April 4, 2011 6:19 PM
Looks like you got some great answers, and seeing that your deciding to switch back is good to know.
I cant for the life of me comprehend how you could even function when eating 1500, I just finished my calculations for today and was at 3,643...then again my goal is to gain weight.

To get back to the topic, as you and some others stated...they loose weight when dropping cals. This is very common when calorie intake is decreased too much too quickly. Your body is actually responding by going to a type of starvation mode, therefore your storing any food that you dont use for engergy...this is why you were having more trouble gaining weight.
So 1500 seems good if that was working for you, after atleast a couple weeks you can decrease by a very small amount (100 cals), stay there for a few weeks then drop another 100, once you are around the 1250 mark i would suggest staying there for awhile....

always listen to your body, and make sure you arent having to many of those mochas!
looking at your posts you seem to know what your doing...you are certainly on the right track so listen to your gut instinct, you know what works for you.
April 4, 2011 6:28 PM
I've been on a target of between 1450 and 1500 calories a day since late October and have lost close as of this morning's weighing 58 lbs. Since the beginning of the year I've averaged more than 9 lbs/month lost. That is with a MFR-calculated "goal" of 1 lb or less a week, and that's with setting my activity level to "lightly active" even though my job is sedentary. So I've done better than expected without depriving myself.
- - -
§ **Tasks to perform**
- a) From the calorie discussion, list every weight amount given in pounds.
- b) Please carry the calorie discussion forward from its final sentence.

§ **Stored data entries**
- - -
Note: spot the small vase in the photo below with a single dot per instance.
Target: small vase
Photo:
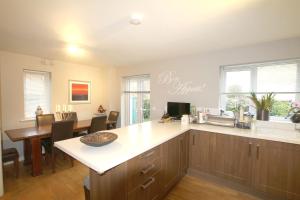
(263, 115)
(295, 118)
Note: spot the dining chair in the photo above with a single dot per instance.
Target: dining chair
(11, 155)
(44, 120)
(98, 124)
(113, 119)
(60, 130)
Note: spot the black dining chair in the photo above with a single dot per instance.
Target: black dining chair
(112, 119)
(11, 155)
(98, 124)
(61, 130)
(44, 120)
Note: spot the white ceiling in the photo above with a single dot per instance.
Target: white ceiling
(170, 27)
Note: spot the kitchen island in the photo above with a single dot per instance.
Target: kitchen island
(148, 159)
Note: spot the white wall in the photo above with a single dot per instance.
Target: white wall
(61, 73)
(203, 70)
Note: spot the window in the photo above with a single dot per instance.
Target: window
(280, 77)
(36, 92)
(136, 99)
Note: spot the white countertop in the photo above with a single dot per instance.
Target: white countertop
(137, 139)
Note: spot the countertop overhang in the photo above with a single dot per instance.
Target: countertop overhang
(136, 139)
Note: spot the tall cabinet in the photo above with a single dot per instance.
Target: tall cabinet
- - -
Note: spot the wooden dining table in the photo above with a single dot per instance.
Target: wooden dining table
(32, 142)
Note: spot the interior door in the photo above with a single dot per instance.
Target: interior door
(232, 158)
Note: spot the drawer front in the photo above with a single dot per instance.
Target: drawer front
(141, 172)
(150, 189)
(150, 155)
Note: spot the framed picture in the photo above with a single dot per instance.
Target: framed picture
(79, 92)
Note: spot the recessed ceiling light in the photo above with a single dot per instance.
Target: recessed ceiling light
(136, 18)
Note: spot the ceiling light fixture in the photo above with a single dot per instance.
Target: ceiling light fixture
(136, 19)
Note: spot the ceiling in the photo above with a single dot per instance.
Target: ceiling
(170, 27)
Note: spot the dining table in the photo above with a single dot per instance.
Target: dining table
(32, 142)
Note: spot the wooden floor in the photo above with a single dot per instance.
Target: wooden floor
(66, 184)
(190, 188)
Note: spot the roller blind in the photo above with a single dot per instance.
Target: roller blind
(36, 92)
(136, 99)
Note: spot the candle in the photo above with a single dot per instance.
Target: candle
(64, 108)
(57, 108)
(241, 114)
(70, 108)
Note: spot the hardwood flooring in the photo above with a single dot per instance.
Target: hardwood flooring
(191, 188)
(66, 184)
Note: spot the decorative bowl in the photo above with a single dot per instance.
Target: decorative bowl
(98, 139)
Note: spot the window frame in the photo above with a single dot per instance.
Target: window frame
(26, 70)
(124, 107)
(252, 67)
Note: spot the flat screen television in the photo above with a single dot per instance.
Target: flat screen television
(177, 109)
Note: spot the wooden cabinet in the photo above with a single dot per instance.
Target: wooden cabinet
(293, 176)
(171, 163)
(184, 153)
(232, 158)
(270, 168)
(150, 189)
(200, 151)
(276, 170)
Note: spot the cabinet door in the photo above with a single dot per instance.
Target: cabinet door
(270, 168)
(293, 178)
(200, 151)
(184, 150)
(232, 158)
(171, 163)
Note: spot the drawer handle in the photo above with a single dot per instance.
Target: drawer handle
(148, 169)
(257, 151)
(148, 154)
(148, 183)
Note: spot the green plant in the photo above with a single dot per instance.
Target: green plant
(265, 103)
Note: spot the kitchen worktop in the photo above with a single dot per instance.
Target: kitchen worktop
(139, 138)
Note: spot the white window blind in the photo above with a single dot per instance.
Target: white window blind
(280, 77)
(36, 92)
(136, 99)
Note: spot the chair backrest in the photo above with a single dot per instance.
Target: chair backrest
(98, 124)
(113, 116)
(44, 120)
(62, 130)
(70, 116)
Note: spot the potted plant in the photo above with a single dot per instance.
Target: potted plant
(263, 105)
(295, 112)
- - -
§ **Response list**
- a)
58 lbs
more than 9 lbs/month
1 lb or less a week

- b)
I've not been hung up about eating my exercise calories -- 1500 gives me some cushion for that -- but truth to be told, since moving to another country 5 weeks into the year, I've NOT been hung up about long and hard workouts, even though I've become more active in general. I'd go leisurely cross-country skiing for 45 min for example (I'm a total beginner! no huge burns from that!) or clean the house (not logging that) or go and do some yard work.

So overall I've come to the conclusion that more exercise/less food is NOT necessarily better: you need to find your own sweet spot. 1200 calories as a target is just too restrictive for me. Sometimes I would eat that little (and often I ended up in the 1300-something range), but it was always just accidentally when I happened to have eaten light but yet satisfying meals. Today I'll likely be over, as I snacked on a huge apple AND mixed nuts and then had a bowl of chili con carne at the cafeteria. But over means, say, 1600, which is *fine*, because it's certainly below maintenance.

Also from what I'm reading, compliance (always a problem in diets) is much harder at 1200 than at 1500.
  2594277
April 4, 2011 6:39 PM
So I'm sorta new here. I've been at 1200 calories since I first started and thought that is where I am supposed to be since MFP "said so". But I do allow myself extra sometimes since I workout every day. So now I'm confused, is 1200 just too low?
April 4, 2011 6:44 PM
QUOTE:

So I'm sorta new here. I've been at 1200 calories since I first started and thought that is where I am supposed to be since MFP "said so". But I do allow myself extra sometimes since I workout every day. So now I'm confused, is 1200 just too low?


Well, MPF only "says so" based on your goals. So a maybe better question is, are your goals optimal? MPF "strongly recommends" a 1 lb/week goal, which rarely gets people down to 1200 (the minimum MFP will give you, which is why there are so many members at 1200 calories: they go for really extreme goals).

Another thing I've learnt is that it's a good idea to have a notion how much you're consuming every day, that is, what you should be eating to maintain your weight. If you eat *reasonably* below, you'll lose. What reasonably means depends on your fitness and weight: A very obese person has "reserves" and can eat 1000 calories below (and won''t get close to 1200 calories yet, most of the time), whereas someone who's merely 15 pounds into an "overweight" BMI should take it more slowly.